Please recast the material below as a Markdown table with the columns Row and Line. Give each non-blank line its own numbered row.
[Begin Data for this task]
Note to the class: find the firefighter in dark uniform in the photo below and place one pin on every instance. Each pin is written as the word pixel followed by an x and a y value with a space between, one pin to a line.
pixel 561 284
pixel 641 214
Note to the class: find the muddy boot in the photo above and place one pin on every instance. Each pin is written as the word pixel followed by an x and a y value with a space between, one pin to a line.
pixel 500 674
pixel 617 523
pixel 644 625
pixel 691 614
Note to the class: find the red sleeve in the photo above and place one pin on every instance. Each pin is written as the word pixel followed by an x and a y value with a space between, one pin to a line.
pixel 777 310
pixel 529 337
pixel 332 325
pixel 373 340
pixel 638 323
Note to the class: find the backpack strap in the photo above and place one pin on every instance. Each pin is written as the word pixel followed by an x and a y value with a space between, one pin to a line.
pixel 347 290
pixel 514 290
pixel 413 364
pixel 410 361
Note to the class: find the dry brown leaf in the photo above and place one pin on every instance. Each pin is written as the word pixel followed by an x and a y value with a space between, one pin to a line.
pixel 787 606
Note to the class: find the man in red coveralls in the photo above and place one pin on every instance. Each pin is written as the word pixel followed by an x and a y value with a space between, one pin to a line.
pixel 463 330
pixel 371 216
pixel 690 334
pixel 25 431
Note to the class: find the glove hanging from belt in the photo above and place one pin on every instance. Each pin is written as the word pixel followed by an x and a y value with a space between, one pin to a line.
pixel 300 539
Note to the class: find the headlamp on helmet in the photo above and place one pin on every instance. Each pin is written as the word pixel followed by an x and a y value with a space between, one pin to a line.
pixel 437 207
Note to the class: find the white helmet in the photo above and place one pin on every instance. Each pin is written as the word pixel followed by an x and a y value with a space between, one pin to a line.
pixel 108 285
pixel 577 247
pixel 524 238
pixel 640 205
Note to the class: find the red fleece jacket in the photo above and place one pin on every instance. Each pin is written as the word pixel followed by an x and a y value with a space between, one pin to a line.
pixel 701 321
[End Data for this task]
**Exercise response**
| Row | Line |
|---|---|
| 1 | Note to the class: find the firefighter in dark uniform in the photo below and place one pin on every instance. Each pin is written as the word pixel followed by an x and a y value with a space between, one pin to a line. |
| 2 | pixel 561 284 |
| 3 | pixel 641 214 |
| 4 | Note to the class: find the muddy boot in the photo above and place one pin on every instance. Each pin is written as the word pixel followed by an x and a y value with a space between, one pin to a line. |
| 5 | pixel 500 674 |
| 6 | pixel 617 523 |
| 7 | pixel 644 625 |
| 8 | pixel 691 614 |
| 9 | Note to the class: find the red sleeve in the photo above and place one pin on every instance. Each pin is written as the word pixel followed by an x and a y value with a space between, one pin to a line. |
| 10 | pixel 777 310 |
| 11 | pixel 529 337 |
| 12 | pixel 332 325 |
| 13 | pixel 373 340 |
| 14 | pixel 638 323 |
| 15 | Note to the class: find the backpack strap in the photo above and place one pin on every instance. Each pin is written as the word pixel followed by an x and a y value with a space between, one pin to a line. |
| 16 | pixel 347 290 |
| 17 | pixel 514 290 |
| 18 | pixel 413 364 |
| 19 | pixel 410 361 |
| 20 | Note to the class: find the dry brown leaf in the photo above and place one pin on every instance. Each pin is written as the word pixel followed by an x and a y value with a space between, one pin to a line. |
| 21 | pixel 787 606 |
| 22 | Note to the class: find the man in red coveralls in the photo above and place one pin on every instance. Each pin is written as the word pixel followed by an x and a y value with a space between, one pin to a line. |
| 23 | pixel 463 330 |
| 24 | pixel 371 216 |
| 25 | pixel 690 334 |
| 26 | pixel 25 431 |
| 27 | Note to the class: find the glove hanging from belt in the photo above and place one pin on every instance. Each pin is written as the word pixel followed by an x and a y value with a space between, one pin to a line. |
| 28 | pixel 300 539 |
| 29 | Note to the class: find the headlamp on helmet in the photo above and place one pin on every instance. Each pin is written as the word pixel followed by an x and a y value with a space between, one pin to a line. |
| 30 | pixel 437 207 |
| 31 | Note to the class: find the white helmet in the photo above and place one pin on every instance. Each pin is written as the word pixel followed by an x and a y value with a space between, one pin to a line. |
| 32 | pixel 108 285 |
| 33 | pixel 577 247 |
| 34 | pixel 524 238 |
| 35 | pixel 640 205 |
| 36 | Note to the class: find the red fleece jacket in the photo above and place one pin on every instance. Each pin is written as the word pixel followed by an x and a y value with a space between, one pin to a line. |
| 37 | pixel 701 321 |